## EXERCISE DIRECTIONS
Reproduce the material starting at the line containing "Would you be able to point at the white stucco" and ending at the line containing "Would you be able to point at the dark", renaming "stucco" as "plaster" and leaving everything else unchanged.

## MATERIAL

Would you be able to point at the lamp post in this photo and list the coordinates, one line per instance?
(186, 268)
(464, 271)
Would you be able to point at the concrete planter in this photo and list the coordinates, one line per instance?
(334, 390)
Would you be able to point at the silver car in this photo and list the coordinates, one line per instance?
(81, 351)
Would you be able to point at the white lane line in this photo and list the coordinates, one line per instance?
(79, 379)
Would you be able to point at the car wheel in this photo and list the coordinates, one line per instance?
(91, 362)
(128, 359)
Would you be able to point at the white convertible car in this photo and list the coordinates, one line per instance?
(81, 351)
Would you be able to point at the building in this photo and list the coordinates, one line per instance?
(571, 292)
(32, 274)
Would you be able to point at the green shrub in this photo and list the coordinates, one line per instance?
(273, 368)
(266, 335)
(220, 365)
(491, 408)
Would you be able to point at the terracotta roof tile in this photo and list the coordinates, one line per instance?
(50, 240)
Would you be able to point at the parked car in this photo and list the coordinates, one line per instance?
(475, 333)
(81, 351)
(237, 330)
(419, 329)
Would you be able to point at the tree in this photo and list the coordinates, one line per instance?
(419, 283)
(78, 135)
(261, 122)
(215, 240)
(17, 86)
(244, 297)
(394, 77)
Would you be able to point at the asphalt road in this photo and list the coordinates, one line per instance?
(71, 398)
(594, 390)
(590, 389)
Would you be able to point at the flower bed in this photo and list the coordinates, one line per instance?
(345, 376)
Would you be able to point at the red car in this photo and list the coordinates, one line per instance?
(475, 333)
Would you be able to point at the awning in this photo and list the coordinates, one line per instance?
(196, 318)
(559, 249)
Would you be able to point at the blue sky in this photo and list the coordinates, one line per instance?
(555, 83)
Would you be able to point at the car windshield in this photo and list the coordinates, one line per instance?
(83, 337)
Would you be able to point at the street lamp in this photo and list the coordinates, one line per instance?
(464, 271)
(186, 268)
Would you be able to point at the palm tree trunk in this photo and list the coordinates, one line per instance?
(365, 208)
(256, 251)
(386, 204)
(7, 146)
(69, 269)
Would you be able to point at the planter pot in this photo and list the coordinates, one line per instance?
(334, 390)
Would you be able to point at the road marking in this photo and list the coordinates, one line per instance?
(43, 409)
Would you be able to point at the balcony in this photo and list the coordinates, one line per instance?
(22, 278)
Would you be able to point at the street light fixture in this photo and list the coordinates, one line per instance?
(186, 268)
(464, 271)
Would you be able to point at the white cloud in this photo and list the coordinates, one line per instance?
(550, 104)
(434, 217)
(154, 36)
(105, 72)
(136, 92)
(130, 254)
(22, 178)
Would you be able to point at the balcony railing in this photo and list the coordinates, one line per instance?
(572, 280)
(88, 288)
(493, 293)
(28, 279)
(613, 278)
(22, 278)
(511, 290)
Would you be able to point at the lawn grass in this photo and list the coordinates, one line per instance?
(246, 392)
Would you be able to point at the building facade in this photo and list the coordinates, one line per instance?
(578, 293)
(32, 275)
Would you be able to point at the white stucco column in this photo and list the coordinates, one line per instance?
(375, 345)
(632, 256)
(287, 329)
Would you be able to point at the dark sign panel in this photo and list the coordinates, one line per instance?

--

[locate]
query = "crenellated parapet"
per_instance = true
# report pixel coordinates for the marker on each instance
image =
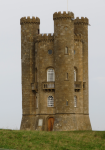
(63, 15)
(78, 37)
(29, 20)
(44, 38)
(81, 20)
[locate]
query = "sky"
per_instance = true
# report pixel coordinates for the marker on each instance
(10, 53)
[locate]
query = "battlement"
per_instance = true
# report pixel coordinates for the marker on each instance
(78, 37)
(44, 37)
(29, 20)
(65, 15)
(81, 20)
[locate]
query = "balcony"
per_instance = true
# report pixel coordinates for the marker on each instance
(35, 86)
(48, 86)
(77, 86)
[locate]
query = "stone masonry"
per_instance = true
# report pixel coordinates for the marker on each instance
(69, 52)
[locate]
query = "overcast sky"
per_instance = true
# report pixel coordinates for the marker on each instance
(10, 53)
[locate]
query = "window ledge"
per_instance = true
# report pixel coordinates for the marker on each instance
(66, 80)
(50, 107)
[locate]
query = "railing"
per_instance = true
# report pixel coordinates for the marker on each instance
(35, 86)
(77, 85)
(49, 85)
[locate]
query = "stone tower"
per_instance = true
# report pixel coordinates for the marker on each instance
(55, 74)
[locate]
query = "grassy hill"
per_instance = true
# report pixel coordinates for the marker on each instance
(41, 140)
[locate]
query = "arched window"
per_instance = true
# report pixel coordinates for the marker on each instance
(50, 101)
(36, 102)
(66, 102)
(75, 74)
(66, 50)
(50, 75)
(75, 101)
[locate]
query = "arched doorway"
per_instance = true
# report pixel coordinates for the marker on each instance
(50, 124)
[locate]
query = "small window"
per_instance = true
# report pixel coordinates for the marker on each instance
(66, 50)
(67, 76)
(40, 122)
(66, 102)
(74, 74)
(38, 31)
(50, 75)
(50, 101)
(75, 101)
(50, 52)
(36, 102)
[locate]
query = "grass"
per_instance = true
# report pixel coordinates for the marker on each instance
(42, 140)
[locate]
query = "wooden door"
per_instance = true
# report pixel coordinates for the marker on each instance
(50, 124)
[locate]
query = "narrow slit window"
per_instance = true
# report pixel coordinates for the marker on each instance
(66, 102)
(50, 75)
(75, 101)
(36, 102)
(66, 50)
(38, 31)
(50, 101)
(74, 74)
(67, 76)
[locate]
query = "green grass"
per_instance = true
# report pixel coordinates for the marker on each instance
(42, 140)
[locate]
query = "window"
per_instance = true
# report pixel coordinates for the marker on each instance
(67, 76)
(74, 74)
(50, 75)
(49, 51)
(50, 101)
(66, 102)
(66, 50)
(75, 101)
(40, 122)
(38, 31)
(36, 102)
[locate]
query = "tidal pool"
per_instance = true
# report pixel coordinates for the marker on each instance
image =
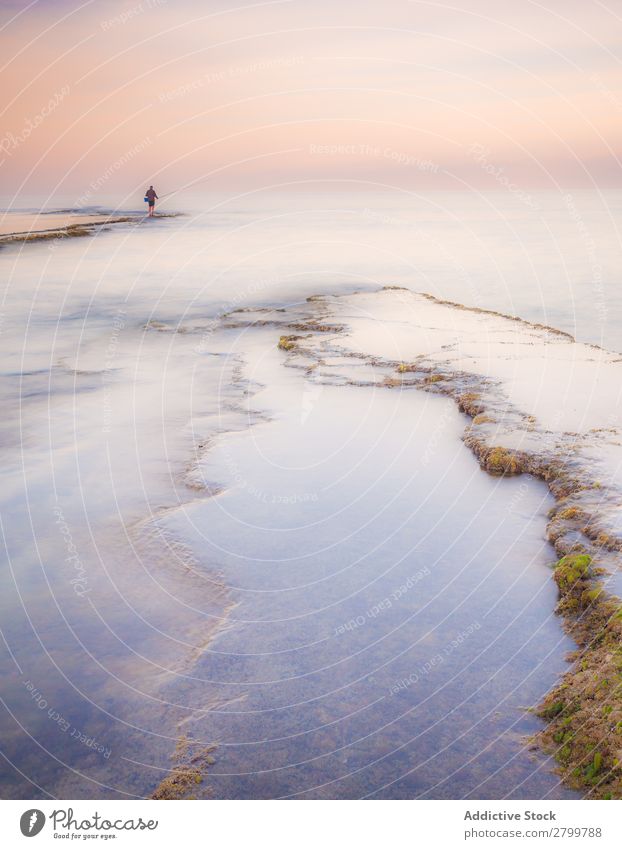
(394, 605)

--

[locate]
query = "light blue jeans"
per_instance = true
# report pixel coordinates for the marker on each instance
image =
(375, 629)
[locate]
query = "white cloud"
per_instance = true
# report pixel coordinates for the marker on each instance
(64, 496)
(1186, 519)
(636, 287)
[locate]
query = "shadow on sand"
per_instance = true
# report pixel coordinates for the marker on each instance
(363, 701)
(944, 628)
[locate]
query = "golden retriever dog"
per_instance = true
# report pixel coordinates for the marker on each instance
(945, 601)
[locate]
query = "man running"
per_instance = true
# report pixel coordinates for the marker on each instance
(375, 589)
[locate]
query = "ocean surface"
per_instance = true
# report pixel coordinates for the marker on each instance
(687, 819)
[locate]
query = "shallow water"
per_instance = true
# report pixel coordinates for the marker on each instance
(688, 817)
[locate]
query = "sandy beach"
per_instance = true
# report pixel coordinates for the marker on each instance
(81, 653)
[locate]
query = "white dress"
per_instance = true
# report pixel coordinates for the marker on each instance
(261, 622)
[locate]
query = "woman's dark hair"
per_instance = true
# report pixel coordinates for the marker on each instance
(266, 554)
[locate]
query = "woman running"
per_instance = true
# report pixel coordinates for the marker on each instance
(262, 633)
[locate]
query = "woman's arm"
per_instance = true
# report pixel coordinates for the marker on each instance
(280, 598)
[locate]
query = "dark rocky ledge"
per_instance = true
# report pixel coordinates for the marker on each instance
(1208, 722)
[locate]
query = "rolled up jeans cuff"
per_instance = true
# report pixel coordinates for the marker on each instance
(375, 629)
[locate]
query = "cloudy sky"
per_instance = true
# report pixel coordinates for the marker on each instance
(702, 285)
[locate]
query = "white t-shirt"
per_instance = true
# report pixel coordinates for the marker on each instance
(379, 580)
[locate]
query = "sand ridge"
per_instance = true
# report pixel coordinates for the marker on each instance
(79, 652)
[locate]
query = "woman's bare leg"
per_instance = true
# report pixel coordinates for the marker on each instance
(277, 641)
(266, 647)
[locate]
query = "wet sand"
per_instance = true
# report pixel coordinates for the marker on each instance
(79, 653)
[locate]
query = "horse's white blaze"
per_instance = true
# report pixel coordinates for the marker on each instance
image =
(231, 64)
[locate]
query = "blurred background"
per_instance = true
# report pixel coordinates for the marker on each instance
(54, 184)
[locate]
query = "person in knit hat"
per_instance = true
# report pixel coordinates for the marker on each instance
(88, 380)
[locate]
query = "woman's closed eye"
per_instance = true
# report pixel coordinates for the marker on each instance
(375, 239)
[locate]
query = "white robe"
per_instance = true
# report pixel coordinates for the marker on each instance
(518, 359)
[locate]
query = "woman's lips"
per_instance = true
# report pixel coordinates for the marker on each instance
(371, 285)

## EXERCISE SOLUTION
Would you be able to point at the white plaster column in this photo and list the coordinates, one line per instance?
(375, 345)
(632, 256)
(287, 329)
Would you be able to point at the dark sign panel in this photo and list the coordinates, one line per instance?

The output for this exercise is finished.